Referring expression grounding data
►

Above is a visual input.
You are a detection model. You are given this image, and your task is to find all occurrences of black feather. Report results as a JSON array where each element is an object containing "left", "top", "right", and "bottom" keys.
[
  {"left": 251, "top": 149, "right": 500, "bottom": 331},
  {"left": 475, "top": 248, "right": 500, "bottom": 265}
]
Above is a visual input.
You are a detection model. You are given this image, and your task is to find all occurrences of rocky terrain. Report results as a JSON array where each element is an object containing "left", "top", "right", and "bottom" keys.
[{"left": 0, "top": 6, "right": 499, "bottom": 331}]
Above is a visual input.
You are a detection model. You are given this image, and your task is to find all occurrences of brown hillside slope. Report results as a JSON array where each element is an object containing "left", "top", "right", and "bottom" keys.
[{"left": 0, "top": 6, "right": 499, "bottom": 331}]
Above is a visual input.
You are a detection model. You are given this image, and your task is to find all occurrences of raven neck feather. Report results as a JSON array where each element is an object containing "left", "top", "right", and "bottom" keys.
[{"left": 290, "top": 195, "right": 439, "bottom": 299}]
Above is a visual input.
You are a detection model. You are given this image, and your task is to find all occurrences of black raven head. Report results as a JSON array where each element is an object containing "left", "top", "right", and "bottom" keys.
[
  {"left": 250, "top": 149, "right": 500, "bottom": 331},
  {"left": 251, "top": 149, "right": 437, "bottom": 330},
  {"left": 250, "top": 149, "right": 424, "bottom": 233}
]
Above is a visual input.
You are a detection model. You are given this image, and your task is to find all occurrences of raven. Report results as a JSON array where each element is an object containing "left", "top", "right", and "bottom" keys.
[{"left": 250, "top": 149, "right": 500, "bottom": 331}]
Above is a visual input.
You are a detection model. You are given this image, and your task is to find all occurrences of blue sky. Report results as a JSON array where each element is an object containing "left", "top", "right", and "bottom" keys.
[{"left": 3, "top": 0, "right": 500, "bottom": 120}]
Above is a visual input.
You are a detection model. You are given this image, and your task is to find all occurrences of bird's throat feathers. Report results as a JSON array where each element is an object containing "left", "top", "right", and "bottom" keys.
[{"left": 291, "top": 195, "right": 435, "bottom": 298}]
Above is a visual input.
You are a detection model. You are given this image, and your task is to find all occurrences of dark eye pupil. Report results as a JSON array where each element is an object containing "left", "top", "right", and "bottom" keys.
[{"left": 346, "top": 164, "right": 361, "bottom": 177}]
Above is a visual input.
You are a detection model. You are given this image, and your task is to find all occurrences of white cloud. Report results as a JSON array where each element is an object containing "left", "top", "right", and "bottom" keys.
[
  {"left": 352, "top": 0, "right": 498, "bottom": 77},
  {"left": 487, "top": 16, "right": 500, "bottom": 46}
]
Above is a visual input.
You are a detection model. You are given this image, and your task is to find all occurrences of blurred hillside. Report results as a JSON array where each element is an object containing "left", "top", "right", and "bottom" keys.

◄

What is needed:
Restate the data above in full, keeping every word as it is.

Task answer:
Above is a visual input.
You are a detection model. You are given this image, and your task is to find all occurrences of black feather. Report results as a JSON array where each element is an object containing "left", "top", "right", and "bottom" keys.
[
  {"left": 251, "top": 149, "right": 500, "bottom": 331},
  {"left": 475, "top": 248, "right": 500, "bottom": 265}
]
Above is a visual input.
You are a detection model. You are given this image, and your task is to find all occurrences of rocky terrain. Report results as a JSON array where each element is an object containing "left", "top", "right", and "bottom" keys.
[{"left": 0, "top": 6, "right": 499, "bottom": 331}]
Above is a visual input.
You are a detection model. You are given this image, and your task is to find all occurrences of brown hillside slope. Report results as a JSON array where each element is an object containing "left", "top", "right", and "bottom" keys.
[{"left": 0, "top": 6, "right": 499, "bottom": 331}]
Above is a visual input.
You are a detection model. You are given this image, and your task is to find all occurrences of raven neck feather. Report results as a JSON array where each element is an object containing "left", "top", "right", and "bottom" keys.
[{"left": 290, "top": 195, "right": 439, "bottom": 299}]
Above is a visual input.
You are a detection model. You are given this image, and your task is to find all occurrences of black raven head. Report results as a JSON array where each element is an object containing "left", "top", "right", and "bottom" keys.
[
  {"left": 250, "top": 149, "right": 500, "bottom": 331},
  {"left": 251, "top": 149, "right": 437, "bottom": 330},
  {"left": 250, "top": 149, "right": 424, "bottom": 233}
]
Above is a visual input.
You are a detection model. You are given this image, and your task is to find all occurrences of raven. Report results as a JSON array where each element is an object containing "left", "top", "right", and "bottom" keys.
[{"left": 250, "top": 149, "right": 500, "bottom": 331}]
Above is a visual input.
You are a detection model. You are given this image, and your task is to find all occurrences of blue sky. Report results as a JSON array where each element is an object containing "left", "top", "right", and "bottom" keys.
[{"left": 3, "top": 0, "right": 500, "bottom": 120}]
Above is a visual input.
You are a detection model. You are given this image, and your task is to find all occurrences of bird's throat feathers. Report results as a JSON array where each element is an object containing "left", "top", "right", and "bottom" keys.
[{"left": 291, "top": 195, "right": 435, "bottom": 298}]
Above is a visual input.
You are a detection model. You are given this image, and your task is to find all occurrences of dark eye pupil. Report results as a JSON array where each element is an object containing "left", "top", "right", and "bottom" keys.
[{"left": 346, "top": 164, "right": 361, "bottom": 177}]
Above is a visual input.
You are a detection model. You are given this image, and your task is to find all occurrences of white cloud. Report results as a JSON array where each element is an object containing "left", "top", "right", and "bottom" keys.
[
  {"left": 352, "top": 0, "right": 498, "bottom": 77},
  {"left": 487, "top": 16, "right": 500, "bottom": 46}
]
Above is a visual input.
You are a detection model. You are given this image, and your task is to find all occurrences of blurred hillside. Report results as a JSON array where each element is an object containing "left", "top", "right", and "bottom" keys.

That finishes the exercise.